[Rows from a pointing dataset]
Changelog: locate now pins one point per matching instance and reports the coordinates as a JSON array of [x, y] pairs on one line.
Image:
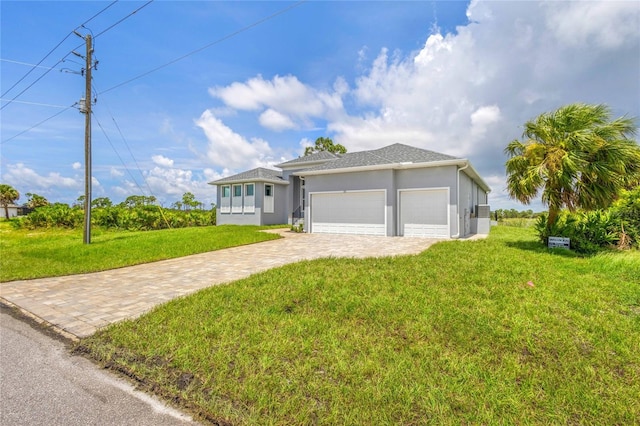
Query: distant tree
[[79, 201], [8, 195], [101, 202], [189, 201], [138, 201], [325, 144], [36, 200], [576, 156]]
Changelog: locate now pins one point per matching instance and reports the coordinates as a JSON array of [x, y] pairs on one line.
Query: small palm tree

> _WHAT TO DO_
Rewrite every line of the entries above as a numbered list, skipping blank lines. Leave the pictures out of your answer.

> _THE SOLUTION_
1. Changelog: locate now pins one point per matching instance and reports the coordinates as a JSON array of [x, y] pairs on one line.
2. Image:
3. Query: distant tree
4. [[79, 201], [8, 195], [101, 202], [189, 201], [138, 201], [325, 144], [36, 200], [576, 156]]
5. Changelog: locate now pins one point per matching instance and reports the coordinates as a JSON array of [x, y] pairs on one line.
6. Query: small palm tree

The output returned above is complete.